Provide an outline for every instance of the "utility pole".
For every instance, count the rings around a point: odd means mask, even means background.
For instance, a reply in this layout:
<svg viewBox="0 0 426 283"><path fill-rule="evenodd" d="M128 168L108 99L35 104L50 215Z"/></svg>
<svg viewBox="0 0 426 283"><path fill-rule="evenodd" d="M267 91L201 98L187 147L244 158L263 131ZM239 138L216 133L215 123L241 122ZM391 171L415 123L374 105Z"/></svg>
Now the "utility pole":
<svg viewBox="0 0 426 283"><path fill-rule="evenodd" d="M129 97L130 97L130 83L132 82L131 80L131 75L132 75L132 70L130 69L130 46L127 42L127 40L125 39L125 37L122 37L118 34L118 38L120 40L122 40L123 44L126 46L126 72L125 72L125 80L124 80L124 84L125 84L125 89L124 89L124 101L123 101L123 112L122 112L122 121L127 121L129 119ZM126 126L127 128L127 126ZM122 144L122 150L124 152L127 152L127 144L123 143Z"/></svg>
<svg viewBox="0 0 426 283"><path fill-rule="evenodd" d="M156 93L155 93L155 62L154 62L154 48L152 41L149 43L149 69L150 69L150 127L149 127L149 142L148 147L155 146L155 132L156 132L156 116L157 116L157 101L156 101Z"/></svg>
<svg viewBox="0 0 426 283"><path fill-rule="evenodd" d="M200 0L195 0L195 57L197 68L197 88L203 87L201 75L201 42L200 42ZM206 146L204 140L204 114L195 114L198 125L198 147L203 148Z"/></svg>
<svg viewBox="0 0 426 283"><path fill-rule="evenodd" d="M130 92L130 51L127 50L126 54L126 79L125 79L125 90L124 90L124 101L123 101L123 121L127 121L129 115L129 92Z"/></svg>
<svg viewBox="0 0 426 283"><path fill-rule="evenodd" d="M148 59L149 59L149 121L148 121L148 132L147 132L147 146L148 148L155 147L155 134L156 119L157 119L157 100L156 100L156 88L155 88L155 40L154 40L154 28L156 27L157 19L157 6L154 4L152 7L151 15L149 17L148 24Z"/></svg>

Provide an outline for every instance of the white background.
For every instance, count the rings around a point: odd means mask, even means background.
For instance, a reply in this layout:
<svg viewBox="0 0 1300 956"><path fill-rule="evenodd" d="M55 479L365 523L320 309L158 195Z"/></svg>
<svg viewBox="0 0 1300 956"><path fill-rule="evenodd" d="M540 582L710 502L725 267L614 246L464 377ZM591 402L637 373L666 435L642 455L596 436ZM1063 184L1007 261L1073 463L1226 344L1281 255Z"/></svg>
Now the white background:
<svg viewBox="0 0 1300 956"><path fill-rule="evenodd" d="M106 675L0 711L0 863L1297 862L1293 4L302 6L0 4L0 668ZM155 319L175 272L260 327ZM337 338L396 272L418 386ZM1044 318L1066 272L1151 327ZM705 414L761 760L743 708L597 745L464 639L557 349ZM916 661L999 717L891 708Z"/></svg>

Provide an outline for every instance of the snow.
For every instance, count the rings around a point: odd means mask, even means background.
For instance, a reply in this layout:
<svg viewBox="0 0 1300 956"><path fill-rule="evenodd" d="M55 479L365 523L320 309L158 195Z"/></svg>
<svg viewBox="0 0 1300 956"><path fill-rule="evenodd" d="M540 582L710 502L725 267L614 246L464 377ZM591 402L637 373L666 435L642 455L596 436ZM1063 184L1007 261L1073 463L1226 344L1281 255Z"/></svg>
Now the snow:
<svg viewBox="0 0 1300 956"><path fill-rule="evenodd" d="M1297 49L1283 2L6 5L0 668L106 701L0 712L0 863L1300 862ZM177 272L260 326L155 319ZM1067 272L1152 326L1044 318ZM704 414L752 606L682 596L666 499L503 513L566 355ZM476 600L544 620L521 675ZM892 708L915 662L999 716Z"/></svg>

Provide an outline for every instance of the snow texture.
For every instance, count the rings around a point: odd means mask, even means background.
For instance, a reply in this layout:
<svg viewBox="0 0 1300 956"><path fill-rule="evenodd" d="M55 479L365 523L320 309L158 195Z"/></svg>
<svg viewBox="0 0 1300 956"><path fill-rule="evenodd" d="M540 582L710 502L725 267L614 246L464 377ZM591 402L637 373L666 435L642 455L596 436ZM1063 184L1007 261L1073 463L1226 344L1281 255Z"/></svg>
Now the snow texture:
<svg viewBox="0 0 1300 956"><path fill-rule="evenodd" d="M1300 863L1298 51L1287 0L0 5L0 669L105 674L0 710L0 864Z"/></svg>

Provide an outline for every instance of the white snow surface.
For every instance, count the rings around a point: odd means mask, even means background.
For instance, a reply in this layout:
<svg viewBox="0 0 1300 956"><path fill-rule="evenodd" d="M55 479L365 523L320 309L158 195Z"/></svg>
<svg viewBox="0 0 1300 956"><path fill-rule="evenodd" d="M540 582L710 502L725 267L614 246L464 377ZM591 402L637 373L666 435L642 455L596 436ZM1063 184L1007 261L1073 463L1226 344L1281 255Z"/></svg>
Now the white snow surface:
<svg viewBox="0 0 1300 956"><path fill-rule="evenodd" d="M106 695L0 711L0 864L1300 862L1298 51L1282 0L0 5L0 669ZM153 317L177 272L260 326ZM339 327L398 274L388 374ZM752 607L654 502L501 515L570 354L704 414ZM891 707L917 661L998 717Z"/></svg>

- **Required action**: Write out every entry exactly as given.

- **Your response**:
Provide an outline for every instance of the "utility pole".
For every instance, count the rings around a point: odd means mask, even means background.
For instance, a reply in this layout:
<svg viewBox="0 0 426 283"><path fill-rule="evenodd" d="M128 168L108 99L35 104L50 215Z"/></svg>
<svg viewBox="0 0 426 283"><path fill-rule="evenodd" d="M267 91L201 98L187 147L244 158L263 131ZM239 138L216 133L215 123L241 122ZM391 171L415 123L374 105Z"/></svg>
Now the "utility pole":
<svg viewBox="0 0 426 283"><path fill-rule="evenodd" d="M129 97L130 97L130 83L132 82L131 80L131 75L132 75L132 70L130 69L130 46L127 42L127 40L125 39L125 37L122 37L118 34L118 38L120 40L122 40L123 44L126 46L126 72L125 72L125 80L124 80L124 84L125 84L125 89L124 89L124 101L123 101L123 112L122 112L122 121L127 121L129 119ZM126 126L127 128L127 126ZM122 144L122 150L124 152L127 152L127 144L123 143Z"/></svg>
<svg viewBox="0 0 426 283"><path fill-rule="evenodd" d="M156 93L155 93L155 62L154 62L154 48L152 41L149 43L149 69L150 69L150 127L149 127L149 142L148 147L155 146L155 132L156 132L156 116L157 116L157 101L156 101Z"/></svg>
<svg viewBox="0 0 426 283"><path fill-rule="evenodd" d="M200 0L195 0L195 57L197 68L197 88L203 87L201 75L201 42L200 42ZM206 146L204 140L204 114L195 114L198 125L198 147L203 148Z"/></svg>
<svg viewBox="0 0 426 283"><path fill-rule="evenodd" d="M130 92L130 51L127 50L126 54L126 79L125 79L125 90L124 90L124 101L123 101L123 121L127 121L129 115L129 92Z"/></svg>
<svg viewBox="0 0 426 283"><path fill-rule="evenodd" d="M148 59L149 59L149 121L148 121L148 132L147 132L147 146L148 148L155 147L155 134L156 119L157 119L157 100L156 100L156 88L155 88L155 40L154 40L154 28L156 27L157 19L157 6L154 4L152 7L151 15L149 17L148 24Z"/></svg>

Provide an outline for every instance of the white background.
For every instance, count the rings around a point: odd means mask, even means background.
For instance, a reply in this layout:
<svg viewBox="0 0 1300 956"><path fill-rule="evenodd" d="M55 479L365 523L320 309L158 195Z"/></svg>
<svg viewBox="0 0 1300 956"><path fill-rule="evenodd" d="M540 582L710 502L725 267L614 246L464 377ZM591 402L637 373L666 435L642 455L596 436ZM1063 184L1007 261L1073 463L1226 344L1281 255Z"/></svg>
Now the white background:
<svg viewBox="0 0 1300 956"><path fill-rule="evenodd" d="M106 675L0 711L0 863L1297 862L1293 4L302 6L0 4L0 668ZM155 319L175 272L260 327ZM337 338L396 272L418 386ZM1044 318L1066 272L1151 327ZM705 414L761 760L743 708L597 745L464 639L557 349ZM916 661L999 717L891 708Z"/></svg>

Provide an outline for every instance of the snow.
For every instance, count the rings around a point: odd means mask, even means background.
For instance, a reply in this layout:
<svg viewBox="0 0 1300 956"><path fill-rule="evenodd" d="M55 479L365 523L320 309L158 195Z"/></svg>
<svg viewBox="0 0 1300 956"><path fill-rule="evenodd" d="M540 582L710 502L725 267L614 246L464 377ZM591 402L637 373L666 435L642 455L596 436ZM1063 184L1007 261L1073 463L1226 344L1281 255Z"/></svg>
Now the snow:
<svg viewBox="0 0 1300 956"><path fill-rule="evenodd" d="M1297 49L1283 2L6 5L0 668L106 701L0 712L0 863L1300 862ZM177 272L260 326L155 319ZM1067 272L1152 326L1044 318ZM704 414L752 606L682 596L666 499L503 513L566 355ZM476 600L544 620L521 675ZM892 708L915 662L999 716Z"/></svg>

Provide an outline for every instance of the snow texture.
For every instance, count the rings around a point: odd means mask, even means background.
For instance, a reply in this layout:
<svg viewBox="0 0 1300 956"><path fill-rule="evenodd" d="M55 479L365 523L320 309L158 195Z"/></svg>
<svg viewBox="0 0 1300 956"><path fill-rule="evenodd" d="M540 582L710 502L725 267L614 246L464 377ZM591 402L637 373L666 435L642 455L596 436ZM1063 184L1007 261L1073 463L1226 344L1281 255Z"/></svg>
Now the snow texture:
<svg viewBox="0 0 1300 956"><path fill-rule="evenodd" d="M1300 863L1298 51L1287 0L0 5L0 669L105 674L0 710L0 864Z"/></svg>

Provide an outline for every instance of the white snow surface.
For every instance, count the rings around a point: odd means mask, even means background.
For instance, a reply in this layout:
<svg viewBox="0 0 1300 956"><path fill-rule="evenodd" d="M55 479L365 523L320 309L158 195Z"/></svg>
<svg viewBox="0 0 1300 956"><path fill-rule="evenodd" d="M540 582L710 502L725 267L614 246L464 377ZM591 402L637 373L666 435L642 455L596 436ZM1063 184L1007 261L1073 463L1226 344L1281 255Z"/></svg>
Now the white snow surface:
<svg viewBox="0 0 1300 956"><path fill-rule="evenodd" d="M106 695L0 711L0 864L1300 862L1298 51L1282 0L0 5L0 669ZM153 317L177 272L260 326ZM339 327L398 274L388 374ZM752 607L654 502L501 515L570 354L704 414ZM891 707L917 661L998 717Z"/></svg>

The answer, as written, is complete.